PROBLEM DESCRIPTION
Format the stretch of the listing from the line containing "Each instance receives one keypoint. Mark the autumn" through the end of the listing as a numbered list, with both ends included and blank lines dropped. Leave the pictures out of the answer.

───── RECORD LIST ─────

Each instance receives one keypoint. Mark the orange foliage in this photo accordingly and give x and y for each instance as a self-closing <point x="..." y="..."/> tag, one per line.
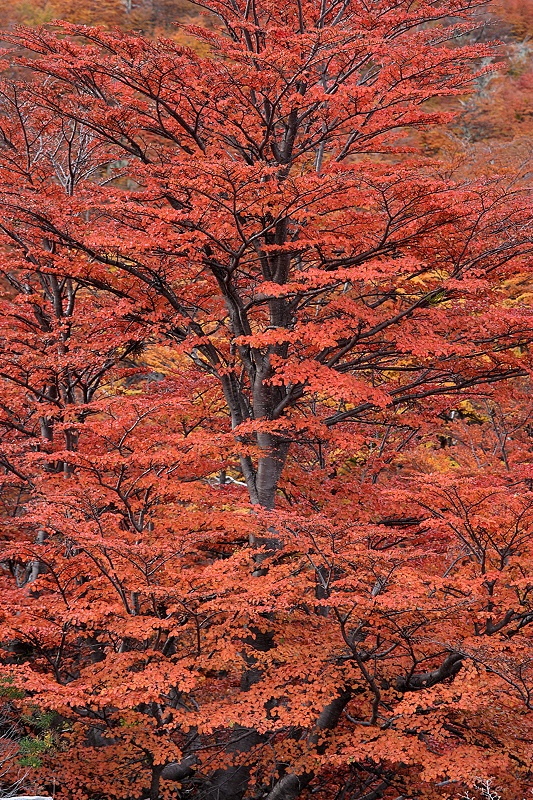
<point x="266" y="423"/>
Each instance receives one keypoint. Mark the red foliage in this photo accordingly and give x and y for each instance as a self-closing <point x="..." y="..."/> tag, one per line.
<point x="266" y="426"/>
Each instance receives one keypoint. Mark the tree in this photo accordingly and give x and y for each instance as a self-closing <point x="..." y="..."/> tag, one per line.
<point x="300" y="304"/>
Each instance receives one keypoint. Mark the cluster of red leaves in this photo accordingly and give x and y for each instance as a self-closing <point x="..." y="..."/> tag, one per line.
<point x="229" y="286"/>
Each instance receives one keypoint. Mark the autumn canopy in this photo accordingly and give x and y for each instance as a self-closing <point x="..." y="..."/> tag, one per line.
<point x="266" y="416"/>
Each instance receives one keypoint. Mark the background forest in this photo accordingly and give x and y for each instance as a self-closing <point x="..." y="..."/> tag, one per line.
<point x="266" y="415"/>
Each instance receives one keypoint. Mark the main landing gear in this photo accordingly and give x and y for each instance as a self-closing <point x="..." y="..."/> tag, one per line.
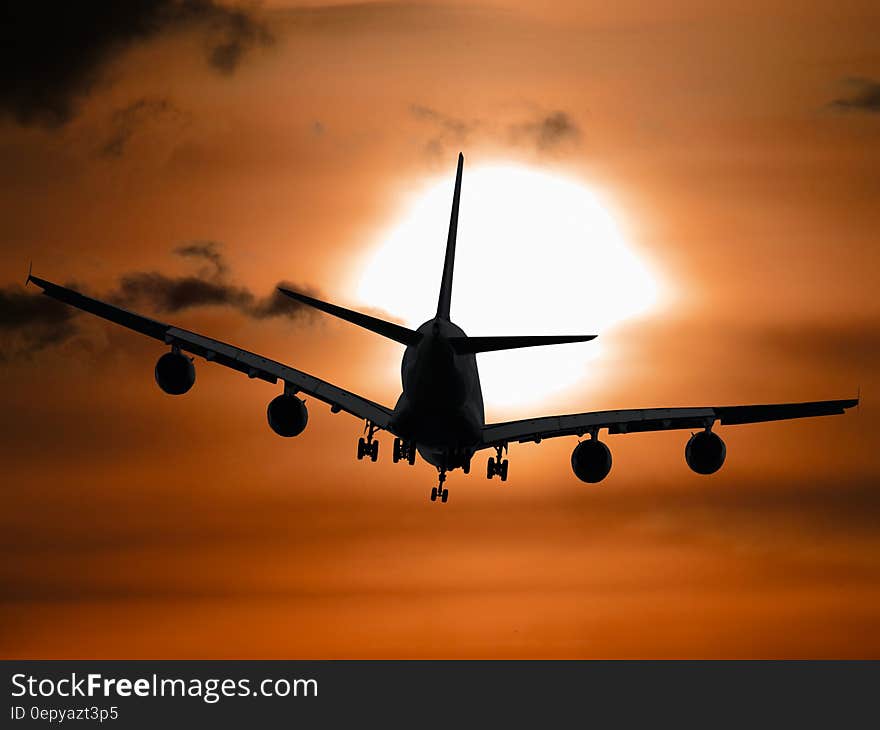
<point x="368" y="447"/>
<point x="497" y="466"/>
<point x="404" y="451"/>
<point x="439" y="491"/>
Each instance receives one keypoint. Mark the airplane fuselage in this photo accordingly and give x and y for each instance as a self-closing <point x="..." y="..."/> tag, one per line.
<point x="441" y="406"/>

─────

SOLUTION TO THE EXERCISE
1. Each instance receives one keypoint. Mark the autumn canopy in this photo accordingly and give x and y for each instance as a self-closing <point x="..." y="..."/> tag, one per line.
2. <point x="266" y="416"/>
3. Each instance receives one keypoint. Mark the background forest in this photo accordingly and give x and y for each instance as a self-closing <point x="..." y="..."/> tag, one per line.
4. <point x="266" y="415"/>
5. Each instance receives one keypoint. Mark the main landing gear in this photo accordingly and give x and y for each instance as a self-closing <point x="..." y="..."/> tag, one per line.
6. <point x="368" y="447"/>
7. <point x="497" y="466"/>
8. <point x="404" y="451"/>
9. <point x="439" y="491"/>
10. Each instance receives one keypoint. Mark the airplane fuselage in this photo accordingly and give x and y for each instance as a self-closing <point x="..." y="..."/> tag, one per line.
11. <point x="441" y="406"/>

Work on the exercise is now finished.